**Goal 1**
For the summary of the Green Paper consultation, decide whether each statement below agrees with it: (a) the consultation drew more than 200 contributions; (b) the first part deals with institutional and legal questions; (c) the overall results are described as negative. Answer yes or no for each and quote the deciding words of the summary.

**Selected text**
---
Combating Community fraud: criminal-law protection of the financial interests, the European Prosecutor. Green Paper
2002/2065(COS)
The public consultation following the Green Paper gave rise to more than 200 written and oral contributions from interested parties. This follow-up Report summarises the opinions and contributions that have been received by the Commission during 2002. It is made up of a general evaluation, followed by an evaluation of the responses received by subject area. The first part deals with views on the need to create a European Prosecutor, reaffirming and detailing the Public Prosecutor's added value. The second half focuses on institutional and legal questions that will need to be addressed in greater depth. Overall the results are positive.
---
**Records with labeled boxes**
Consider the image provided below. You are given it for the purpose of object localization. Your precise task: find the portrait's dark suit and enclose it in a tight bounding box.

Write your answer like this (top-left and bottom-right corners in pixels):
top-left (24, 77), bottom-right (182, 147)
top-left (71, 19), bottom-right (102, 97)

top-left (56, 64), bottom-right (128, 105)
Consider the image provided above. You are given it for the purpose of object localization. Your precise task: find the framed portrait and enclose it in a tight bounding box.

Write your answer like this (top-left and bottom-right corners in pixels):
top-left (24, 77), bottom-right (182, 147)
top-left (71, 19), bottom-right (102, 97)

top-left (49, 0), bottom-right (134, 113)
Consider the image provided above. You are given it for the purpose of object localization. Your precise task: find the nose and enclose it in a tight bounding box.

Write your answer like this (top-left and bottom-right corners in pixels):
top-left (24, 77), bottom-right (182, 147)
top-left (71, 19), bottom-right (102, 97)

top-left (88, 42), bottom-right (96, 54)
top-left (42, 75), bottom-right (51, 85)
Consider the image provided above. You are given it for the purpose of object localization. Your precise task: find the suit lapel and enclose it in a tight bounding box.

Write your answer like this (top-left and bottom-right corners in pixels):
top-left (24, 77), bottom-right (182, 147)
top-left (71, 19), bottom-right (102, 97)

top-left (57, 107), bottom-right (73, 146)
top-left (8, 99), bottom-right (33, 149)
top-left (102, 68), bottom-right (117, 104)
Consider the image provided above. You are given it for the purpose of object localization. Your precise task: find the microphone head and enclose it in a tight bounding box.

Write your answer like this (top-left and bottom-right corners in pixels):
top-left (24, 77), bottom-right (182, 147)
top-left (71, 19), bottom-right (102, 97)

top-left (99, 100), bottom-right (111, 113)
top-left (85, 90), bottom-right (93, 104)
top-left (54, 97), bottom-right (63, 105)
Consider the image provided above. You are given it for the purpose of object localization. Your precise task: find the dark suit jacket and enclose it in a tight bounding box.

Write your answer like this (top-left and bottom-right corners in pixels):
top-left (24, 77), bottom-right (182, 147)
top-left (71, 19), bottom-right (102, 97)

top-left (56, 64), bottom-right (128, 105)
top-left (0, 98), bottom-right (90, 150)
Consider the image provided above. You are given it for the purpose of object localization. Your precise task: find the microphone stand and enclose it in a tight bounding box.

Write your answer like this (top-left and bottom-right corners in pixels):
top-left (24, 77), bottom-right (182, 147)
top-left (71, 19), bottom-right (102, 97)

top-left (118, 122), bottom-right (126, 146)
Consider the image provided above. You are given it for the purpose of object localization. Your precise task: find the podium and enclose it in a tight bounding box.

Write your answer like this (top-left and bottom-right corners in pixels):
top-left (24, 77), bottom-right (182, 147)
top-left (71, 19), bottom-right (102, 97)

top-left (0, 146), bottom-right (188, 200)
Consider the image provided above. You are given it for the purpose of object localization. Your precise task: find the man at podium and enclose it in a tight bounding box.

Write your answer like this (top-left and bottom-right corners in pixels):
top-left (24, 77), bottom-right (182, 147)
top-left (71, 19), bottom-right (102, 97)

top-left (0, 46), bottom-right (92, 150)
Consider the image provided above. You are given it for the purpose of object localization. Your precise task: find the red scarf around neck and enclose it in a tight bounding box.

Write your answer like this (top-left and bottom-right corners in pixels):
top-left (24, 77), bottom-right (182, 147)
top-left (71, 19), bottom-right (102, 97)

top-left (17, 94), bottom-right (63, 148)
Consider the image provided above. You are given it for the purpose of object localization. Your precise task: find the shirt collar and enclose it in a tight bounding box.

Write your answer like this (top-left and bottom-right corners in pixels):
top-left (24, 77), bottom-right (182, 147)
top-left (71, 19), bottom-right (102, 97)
---
**Goal 2**
Rescale the records from the line with "find the framed" to the line with "top-left (49, 0), bottom-right (134, 113)", both included. Write those lines out again, requests and all, and multiply every coordinate in the answers by 1.7, rounding to whole numbers with halves rounded up. Give only these lines.

**Correct output 1**
(a) Yes: "gave rise to more than 200 written and oral contributions from interested parties"
(b) No: "The first part deals with views on the need to create a European Prosecutor"
(c) No: "Overall the results are positive."

**Correct output 2**
Consider the image provided above. You are given it for the purpose of object localization. Your precise task: find the framed portrait and enclose it in a tight bounding box.

Write your answer like this (top-left and bottom-right corners in pixels):
top-left (24, 77), bottom-right (182, 147)
top-left (71, 19), bottom-right (102, 97)

top-left (83, 0), bottom-right (228, 192)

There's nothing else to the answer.